Direction 1
Reproduce the LZ4 modification post word for word, starting at "Actually, everything is" and ending at "compressed data, etc.".
Direction 2
According to the LZ4 modification post, what window size does the enhanced format use?
Direction 3
Write the next part of the LZ4 modification post, picking up after its last line.

Document
· · · ·

I have tested many LZ4 modifications, and came up with the Enhanced LZ4 - LZ4 with 256 KB window (vs 64 KB) - LZ4X or LZ4v2
It's like the Deflate vs Enhanced Deflate (Deflate64).
Actually, everything is pretty the same as with original LZ4 legacy frame (the same file extention .lz4), except:
New magic number - possibly "LZ4X"
Block size is 16 MB
Match distance of 0 is either unused or represents the EOF marker
The same file structure: compressed size, compressed data, etc.
The main difference - window size = 256 KB
To make this possible we modify the "Token" byte as follows:
rrr oo lll
3 highest bits represents literal run length (7 means read one extra byte etc., 255 means read another one etc.)
2 middle bits represents the highest bits of a match distance
3 lowest bits represents a match length (7 means read one extra byte etc.)
With such Token structure we may efficiently extract fields:
int Token=GET_BYTE();
if (Token>=32)
{
int LiteralRun=Token>>5;
// ...
int MatchPos=Pos-((Token&0x18)<<13);
MatchPos-=GET_BYTE();
MatchPos-=GET_BYTE()<<8;
if (MatchPos==Pos) // EOF
// ...

· · · ·

Material provided
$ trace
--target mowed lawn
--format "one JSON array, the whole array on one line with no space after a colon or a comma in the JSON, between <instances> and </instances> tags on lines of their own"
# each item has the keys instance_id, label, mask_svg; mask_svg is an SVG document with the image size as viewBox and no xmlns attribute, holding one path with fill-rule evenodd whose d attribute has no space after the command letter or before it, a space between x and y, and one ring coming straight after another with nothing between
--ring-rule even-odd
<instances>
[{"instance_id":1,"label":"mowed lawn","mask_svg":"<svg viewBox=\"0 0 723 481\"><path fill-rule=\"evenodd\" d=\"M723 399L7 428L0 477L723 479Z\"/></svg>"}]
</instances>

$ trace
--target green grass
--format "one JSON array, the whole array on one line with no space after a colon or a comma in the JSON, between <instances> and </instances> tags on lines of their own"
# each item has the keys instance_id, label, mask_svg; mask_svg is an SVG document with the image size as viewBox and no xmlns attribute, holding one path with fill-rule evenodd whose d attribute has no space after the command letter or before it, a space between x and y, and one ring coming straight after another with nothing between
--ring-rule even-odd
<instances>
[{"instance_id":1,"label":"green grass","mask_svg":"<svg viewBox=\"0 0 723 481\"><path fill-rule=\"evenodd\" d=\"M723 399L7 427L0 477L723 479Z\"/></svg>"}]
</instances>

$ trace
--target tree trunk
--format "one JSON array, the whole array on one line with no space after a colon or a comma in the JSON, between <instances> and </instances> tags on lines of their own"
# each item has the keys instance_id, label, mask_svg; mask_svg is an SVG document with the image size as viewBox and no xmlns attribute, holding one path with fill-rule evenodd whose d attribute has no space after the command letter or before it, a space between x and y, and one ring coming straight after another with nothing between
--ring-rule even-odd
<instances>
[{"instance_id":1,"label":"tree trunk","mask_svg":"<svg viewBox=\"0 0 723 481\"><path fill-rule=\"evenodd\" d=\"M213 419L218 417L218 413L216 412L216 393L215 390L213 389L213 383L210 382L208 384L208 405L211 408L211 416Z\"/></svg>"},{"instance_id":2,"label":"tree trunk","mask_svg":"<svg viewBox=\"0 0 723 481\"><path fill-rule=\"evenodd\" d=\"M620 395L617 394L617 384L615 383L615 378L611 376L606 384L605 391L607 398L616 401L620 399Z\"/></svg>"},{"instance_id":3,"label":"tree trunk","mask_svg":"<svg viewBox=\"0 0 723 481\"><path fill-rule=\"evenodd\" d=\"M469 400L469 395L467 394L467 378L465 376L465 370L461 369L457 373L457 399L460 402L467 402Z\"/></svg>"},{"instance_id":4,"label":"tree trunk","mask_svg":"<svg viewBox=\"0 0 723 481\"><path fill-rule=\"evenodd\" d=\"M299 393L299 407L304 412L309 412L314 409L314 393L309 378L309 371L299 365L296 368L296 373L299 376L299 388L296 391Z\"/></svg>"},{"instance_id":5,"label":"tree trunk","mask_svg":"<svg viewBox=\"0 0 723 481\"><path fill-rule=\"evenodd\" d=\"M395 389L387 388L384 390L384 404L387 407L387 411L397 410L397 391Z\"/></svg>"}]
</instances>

· · · ·

Written answer 1
Actually, everything is pretty the same as with original LZ4 legacy frame (the same file extention .lz4), except:
New magic number - possibly "LZ4X"
Block size is 16 MB
Match distance of 0 is either unused or represents the EOF marker
The same file structure: compressed size, compressed data, etc.

Written answer 2
256 KB

Written answer 3
Other than that, encoder shouldn't be slower at the same strength. With a greedy parser and HT match finder, speed should be the same. If you use stronger techniques and get lower efficiency than with a small dict, you're doing it wrong.
Sure, sure the same algorithm will be slower. But it will be stronger. And if overall efficiency drops (still talking about files that can benefit from larger dict), implementation is wrong, not dict size.
As far as I'm concerned, I believe the most important thing is to ensure user expectation consistency.
If a file is branded `*.lz4`, it should be compatible other lz4 tools, hence respect official interoperable format.
There is no problem creating a fork introducing a different format.
That's what inikep did with lz5. I welcome such initiatives.
But please make sure users understand it's a different format (for example, by emphasizing the X of lz4x, or using a completely different name).
Then, selecting between 128 or 256 KB window size becomes a specific format discussion.
I suspect 256 KB will usually give more compression ratio, although this statement should be backed by tests.
256 KB is also the size of a typical L2 cache, so it should remain relatively fast to decompress.
Such choice also expects a "large" input, such as a big file, to deal with.
From an archiver perspective, it makes sense.
From a library perspective, less so.
Why ? because most LZ4 real-world applications work on small data blocks (<= 64 KB).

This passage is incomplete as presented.